** Text shown **
Coffee again, but this time it is on ice.

Recently, I have developed a taste for iced coffee.  Delicious, sugary, creamy iced coffee.  It took a while to get the correct blend, but it is almost perfect now.  Where I work they keep the creamer in a sugar dispenser, and that is not conducive to great iced coffee, it comes out too slowly, and it is difficult to gauge, and in iced coffee precision is everything.  A pinch of this, a touch of that, a dash of the other, that may work for great vichyssoise but it has no place in iced coffee science.  You need a spoonful, and the best way to get that is right from the container.

So, being the take no prisoner type, I dove right in and grabbed the plastic can looking thing (I am not sure what it should be called, it is not quite big enough to be a bucket, but, somehow it seems wrong to call something plastic a can, and it is not shaped correctly to be a bottle, why is life so hard?) and a spoon, and went about the business of iced coffee production.

I drank part of this before I thought a picture might be
a good idea, but there is ice and coffee, so you can tell
I know from whence I speak.

** Aim A **
Write out the entries again, starting at the line that contains "pin: red seat" and ending at the last line of the entries, and nothing else. Shift each answer coordinate by adding 42 to both of its numbers, but keep the pin lines and their sample numbers unchanged.

** Supplied data **
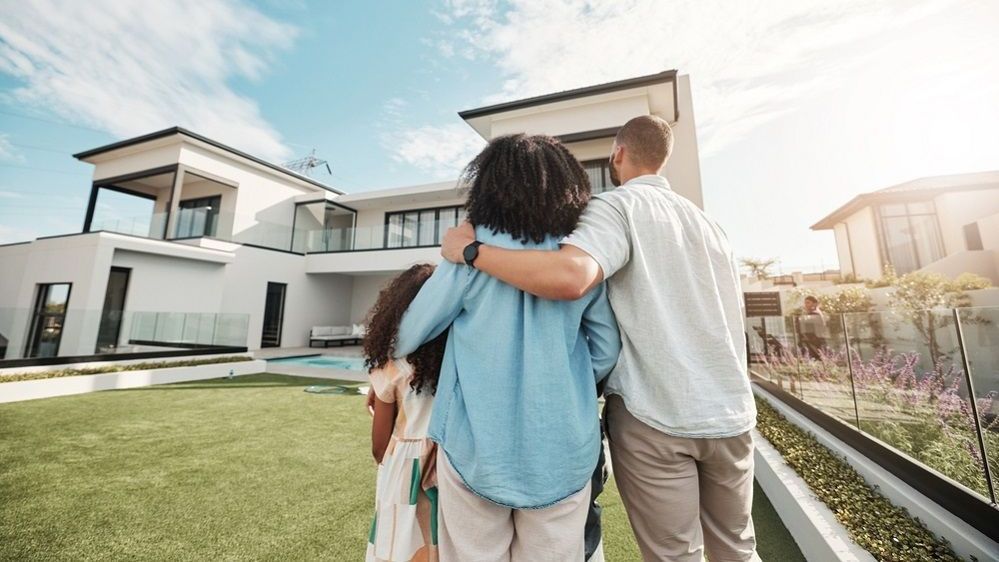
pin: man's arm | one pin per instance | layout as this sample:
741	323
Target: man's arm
566	274
434	308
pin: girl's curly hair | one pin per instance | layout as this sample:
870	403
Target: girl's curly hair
530	187
383	330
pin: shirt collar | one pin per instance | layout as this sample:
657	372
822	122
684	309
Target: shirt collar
649	179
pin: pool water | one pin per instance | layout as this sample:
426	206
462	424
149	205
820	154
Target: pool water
325	362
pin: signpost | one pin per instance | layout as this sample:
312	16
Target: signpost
760	305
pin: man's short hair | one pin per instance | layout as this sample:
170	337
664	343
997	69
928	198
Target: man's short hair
649	141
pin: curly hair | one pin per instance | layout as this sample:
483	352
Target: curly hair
383	330
530	187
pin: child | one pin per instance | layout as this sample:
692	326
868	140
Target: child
405	523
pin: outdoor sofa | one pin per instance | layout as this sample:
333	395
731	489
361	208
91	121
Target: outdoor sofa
341	335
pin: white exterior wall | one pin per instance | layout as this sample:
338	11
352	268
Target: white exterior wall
310	300
988	227
364	294
842	235
684	167
864	243
262	196
954	210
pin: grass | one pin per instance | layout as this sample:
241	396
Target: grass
245	469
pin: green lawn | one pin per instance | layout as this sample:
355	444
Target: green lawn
245	469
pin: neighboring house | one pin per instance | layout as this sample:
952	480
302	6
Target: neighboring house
232	250
946	224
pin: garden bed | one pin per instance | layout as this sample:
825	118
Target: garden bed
887	531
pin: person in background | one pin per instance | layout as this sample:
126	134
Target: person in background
812	330
679	408
401	398
516	409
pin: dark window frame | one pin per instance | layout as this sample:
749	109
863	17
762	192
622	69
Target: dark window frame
883	235
216	206
604	173
41	295
416	237
128	281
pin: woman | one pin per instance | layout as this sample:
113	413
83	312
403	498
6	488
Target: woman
516	407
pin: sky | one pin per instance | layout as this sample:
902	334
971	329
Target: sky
800	105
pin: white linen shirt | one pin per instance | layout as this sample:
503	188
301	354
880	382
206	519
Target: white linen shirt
674	286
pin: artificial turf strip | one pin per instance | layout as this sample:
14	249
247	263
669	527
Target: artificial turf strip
882	528
241	469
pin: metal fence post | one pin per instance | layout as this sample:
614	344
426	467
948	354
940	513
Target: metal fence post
974	404
849	364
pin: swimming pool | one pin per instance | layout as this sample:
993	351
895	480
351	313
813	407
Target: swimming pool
325	362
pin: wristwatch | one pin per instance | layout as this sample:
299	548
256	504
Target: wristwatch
471	253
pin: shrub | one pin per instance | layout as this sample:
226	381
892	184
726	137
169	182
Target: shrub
882	528
15	377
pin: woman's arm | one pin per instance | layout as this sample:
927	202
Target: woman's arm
381	428
602	335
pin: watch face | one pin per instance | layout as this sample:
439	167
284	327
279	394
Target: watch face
470	253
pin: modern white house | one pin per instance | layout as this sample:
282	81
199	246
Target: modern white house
231	250
945	224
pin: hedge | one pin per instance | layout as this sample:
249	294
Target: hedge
15	377
885	530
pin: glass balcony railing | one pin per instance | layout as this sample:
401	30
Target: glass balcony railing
426	234
924	382
88	332
245	229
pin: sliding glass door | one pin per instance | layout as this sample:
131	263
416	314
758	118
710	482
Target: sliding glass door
114	306
48	319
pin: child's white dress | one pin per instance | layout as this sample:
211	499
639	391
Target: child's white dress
405	523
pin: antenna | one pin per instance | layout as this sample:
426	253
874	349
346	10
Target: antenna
307	165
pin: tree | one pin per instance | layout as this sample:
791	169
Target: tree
915	296
759	267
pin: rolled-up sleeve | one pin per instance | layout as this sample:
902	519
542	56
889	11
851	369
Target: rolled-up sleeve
602	233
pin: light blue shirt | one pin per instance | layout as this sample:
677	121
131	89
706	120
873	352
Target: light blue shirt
516	404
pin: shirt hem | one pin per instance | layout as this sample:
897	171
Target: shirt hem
683	434
499	503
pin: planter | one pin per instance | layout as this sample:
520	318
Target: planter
66	386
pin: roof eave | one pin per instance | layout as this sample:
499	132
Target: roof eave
195	136
648	80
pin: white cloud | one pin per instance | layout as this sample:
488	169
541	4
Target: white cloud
132	68
8	153
749	62
439	150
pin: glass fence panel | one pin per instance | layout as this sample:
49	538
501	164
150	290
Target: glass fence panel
911	391
980	328
826	383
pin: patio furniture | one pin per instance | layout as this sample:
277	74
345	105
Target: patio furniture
341	335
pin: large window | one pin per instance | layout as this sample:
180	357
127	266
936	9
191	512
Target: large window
48	319
198	217
420	227
599	173
910	236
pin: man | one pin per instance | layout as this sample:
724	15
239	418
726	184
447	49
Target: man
679	408
812	328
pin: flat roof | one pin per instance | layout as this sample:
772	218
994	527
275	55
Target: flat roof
648	80
191	134
921	188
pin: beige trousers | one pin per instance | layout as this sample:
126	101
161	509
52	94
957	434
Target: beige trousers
683	496
472	529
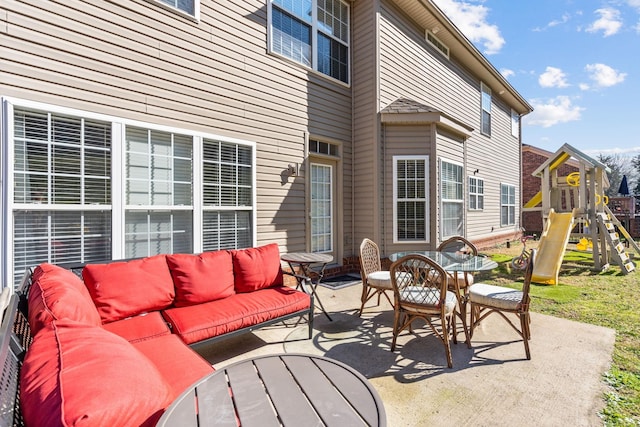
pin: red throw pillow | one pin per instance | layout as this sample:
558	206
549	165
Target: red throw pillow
57	293
201	278
128	288
257	268
83	375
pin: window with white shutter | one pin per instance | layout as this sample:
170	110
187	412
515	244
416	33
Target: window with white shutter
173	191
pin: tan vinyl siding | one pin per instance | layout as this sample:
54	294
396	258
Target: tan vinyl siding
366	149
139	61
422	74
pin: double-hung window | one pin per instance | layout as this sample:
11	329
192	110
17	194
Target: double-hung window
84	188
507	204
227	195
314	33
410	202
476	193
61	189
485	110
451	181
158	192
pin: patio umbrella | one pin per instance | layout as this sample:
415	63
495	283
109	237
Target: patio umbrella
624	187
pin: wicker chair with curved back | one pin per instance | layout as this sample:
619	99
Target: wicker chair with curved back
420	291
375	281
460	245
486	299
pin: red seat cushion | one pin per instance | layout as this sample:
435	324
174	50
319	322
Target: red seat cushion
257	268
199	322
178	364
128	288
75	374
139	328
201	278
57	293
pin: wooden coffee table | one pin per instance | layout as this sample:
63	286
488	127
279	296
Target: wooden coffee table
279	390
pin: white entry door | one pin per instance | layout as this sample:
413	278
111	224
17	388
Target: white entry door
322	208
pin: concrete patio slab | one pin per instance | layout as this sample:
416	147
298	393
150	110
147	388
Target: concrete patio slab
491	384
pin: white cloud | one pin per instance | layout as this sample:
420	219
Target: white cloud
563	20
553	77
603	75
612	151
609	22
506	73
634	3
547	113
472	21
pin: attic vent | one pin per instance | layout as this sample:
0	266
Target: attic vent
431	38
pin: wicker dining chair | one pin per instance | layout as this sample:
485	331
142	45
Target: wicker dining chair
459	281
486	299
375	281
420	291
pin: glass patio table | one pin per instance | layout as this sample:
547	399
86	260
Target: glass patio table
452	261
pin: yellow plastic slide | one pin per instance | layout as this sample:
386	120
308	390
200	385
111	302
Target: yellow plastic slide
553	243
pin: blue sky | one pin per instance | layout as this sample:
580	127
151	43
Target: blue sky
577	62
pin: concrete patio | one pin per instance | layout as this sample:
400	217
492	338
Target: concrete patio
491	384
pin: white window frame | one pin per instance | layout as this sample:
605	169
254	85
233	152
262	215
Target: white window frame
424	200
444	200
515	124
485	108
316	27
174	8
118	205
476	198
510	205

** Aim B **
Carry the iced coffee passage forward from its last sentence.

** Final answer A **
pin: red seat cushion | one pin per instance | layout as this sample:
435	324
174	50
319	322
Target: red seat cushion
299	310
241	364
220	406
170	330
117	416
181	370
243	320
99	335
pin: wooden coffee table | one pin per instance | layout as this sample:
63	286
488	127
279	296
Target: wooden coffee table
321	432
pin: white entry door | one pin per instance | layout as this sample:
413	278
111	224
17	388
Target: white entry door
364	250
pin: concrete patio slab | one pin per instance | layout as this sample:
416	147
298	393
150	110
147	388
Target: concrete patio slab
533	426
pin: white cloud | one pin per instance | layout as this sample:
420	219
Target: white cloud
605	62
595	119
645	117
654	193
651	64
548	115
676	45
589	155
514	63
pin: attic vent | one pin per instance | layout as this sample:
0	266
Target: attic vent
473	80
pin: wicker dining chair | one pin per instance | layout as this sample:
485	331
142	45
Target: wicker dining chair
501	323
528	341
417	323
462	333
pin: glass patio table | one pin per instance | layout as this sample:
547	399
86	260
Target: glass patio table
494	303
pin: yellow plastic slide | one pin per instance | layout as this sample:
386	120
308	390
200	385
111	302
Target: yellow plastic slide
595	285
pin: blue sky | one pin per instance | layout as this sample:
580	127
151	43
Target: blue sky
619	104
pin: concrete patio | one pin per instance | layout as this sample:
400	217
492	338
Target: concrete patio
533	426
pin: white window frame | one pin per instance | layout as this sample:
605	169
254	85
233	152
262	215
Target: white window frame
466	242
486	242
557	166
527	150
358	69
216	50
160	247
518	240
552	247

** Final answer B **
That was a mistake.  Right there on the label, in big, bold letters, "Non Dairy," "Gluten Free," "Lactose Free."  What is this stuff.  They are so happy telling me what it isn't, Dairy, and what it doesn't have Gluten and Lactose, why are they are not so keen to let me in on what it is.

Maybe it is ground up gypsum board.  It didn't say anything anywhere about being "Plaster Free."  Which to my thinking is a little more important than a bit of dairy, gluten or lactose.  It might be the stuff you use to make concrete, because it said nothing about being "Lime Free."

Well, iced coffee is still pretty good, and if you can look past the potentially lethal side effects of the white, powdery stuff it is a great way to start your work day.  But, when I order one at a restaurant I am going to ask for extra lactose and gluten, and reduced plaster, just to be safe.